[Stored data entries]

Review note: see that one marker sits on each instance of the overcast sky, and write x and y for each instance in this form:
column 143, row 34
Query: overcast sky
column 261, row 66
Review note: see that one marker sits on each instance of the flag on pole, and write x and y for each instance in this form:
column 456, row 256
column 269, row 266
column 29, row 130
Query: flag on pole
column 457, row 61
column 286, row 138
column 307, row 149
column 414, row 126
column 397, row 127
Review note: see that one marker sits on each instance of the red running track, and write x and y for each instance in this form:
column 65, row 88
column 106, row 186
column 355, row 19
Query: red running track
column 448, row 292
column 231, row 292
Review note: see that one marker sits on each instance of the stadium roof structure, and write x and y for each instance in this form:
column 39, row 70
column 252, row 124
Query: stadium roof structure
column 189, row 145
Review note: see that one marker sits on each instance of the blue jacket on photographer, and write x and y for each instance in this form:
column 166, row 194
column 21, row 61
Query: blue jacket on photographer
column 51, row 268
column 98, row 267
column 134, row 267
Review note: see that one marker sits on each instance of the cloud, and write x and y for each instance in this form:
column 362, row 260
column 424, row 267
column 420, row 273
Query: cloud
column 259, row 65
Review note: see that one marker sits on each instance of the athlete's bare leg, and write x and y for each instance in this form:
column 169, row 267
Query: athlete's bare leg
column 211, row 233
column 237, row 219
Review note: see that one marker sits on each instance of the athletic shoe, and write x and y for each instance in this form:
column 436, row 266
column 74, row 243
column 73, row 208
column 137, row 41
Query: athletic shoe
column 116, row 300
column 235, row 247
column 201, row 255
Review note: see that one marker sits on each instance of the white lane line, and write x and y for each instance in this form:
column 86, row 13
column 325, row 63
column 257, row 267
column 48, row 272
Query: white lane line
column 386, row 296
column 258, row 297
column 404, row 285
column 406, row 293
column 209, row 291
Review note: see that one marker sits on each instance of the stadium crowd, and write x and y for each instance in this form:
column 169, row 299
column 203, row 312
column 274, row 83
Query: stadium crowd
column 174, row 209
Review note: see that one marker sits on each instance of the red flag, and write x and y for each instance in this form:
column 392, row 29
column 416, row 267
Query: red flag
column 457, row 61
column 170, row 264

WHAT THE EXERCISE ASKS: Each line above needs to be returned exactly as it is.

EXERCISE SOLUTION:
Review note: see that one marker sits on each instance of the overcast sky, and write x and y for each instance in this form:
column 143, row 34
Query: overcast sky
column 261, row 66
Review note: see that one marker sits on each instance of the flag on pole, and write x and y for each instance in this form:
column 456, row 256
column 269, row 266
column 29, row 130
Query: flag on pole
column 457, row 61
column 286, row 138
column 307, row 149
column 414, row 126
column 397, row 127
Review note: see that one marker sits on each instance of the red running track, and write x and y for each instance in this form:
column 65, row 88
column 106, row 186
column 355, row 19
Query: red running track
column 448, row 292
column 231, row 292
Review note: see that one marker sits on each instance of the stadium roof structure, and write x and y for each instance in this form:
column 39, row 70
column 252, row 124
Query: stadium roof structure
column 189, row 145
Review note: see that one marker sits on each instance of the blue jacket on photographer, and write x and y for each instance in this form:
column 166, row 194
column 21, row 61
Query: blue jacket on photographer
column 51, row 268
column 98, row 267
column 134, row 267
Review note: see that one marker sits on each instance of the cloud, and write x and y for each instance in this form:
column 362, row 260
column 424, row 267
column 420, row 273
Query: cloud
column 259, row 65
Review note: see that one marker sits on each instance of the athlete's bare leg, and write x and y for each instance in this form:
column 169, row 267
Query: athlete's bare leg
column 211, row 233
column 237, row 219
Review note: see that one marker sits on each instance of the athletic shoe, and write x and y for each instance in this form:
column 436, row 266
column 74, row 243
column 73, row 208
column 137, row 41
Query: athletic shoe
column 116, row 300
column 235, row 247
column 201, row 255
Review note: see that one marker sits on each instance of the white lane line, and write x and y for each instance in this form:
column 86, row 13
column 325, row 63
column 257, row 267
column 48, row 272
Query: white lane line
column 386, row 296
column 258, row 297
column 404, row 285
column 406, row 293
column 209, row 291
Review note: see that one marker sits on each instance of the stadium crowd, and write x and y for each instance in this form:
column 169, row 299
column 203, row 312
column 274, row 83
Query: stadium crowd
column 174, row 209
Review note: see that one marker sits on each instance of the red flag, and write x and y for each instance in this form:
column 392, row 29
column 416, row 267
Query: red flag
column 457, row 61
column 170, row 264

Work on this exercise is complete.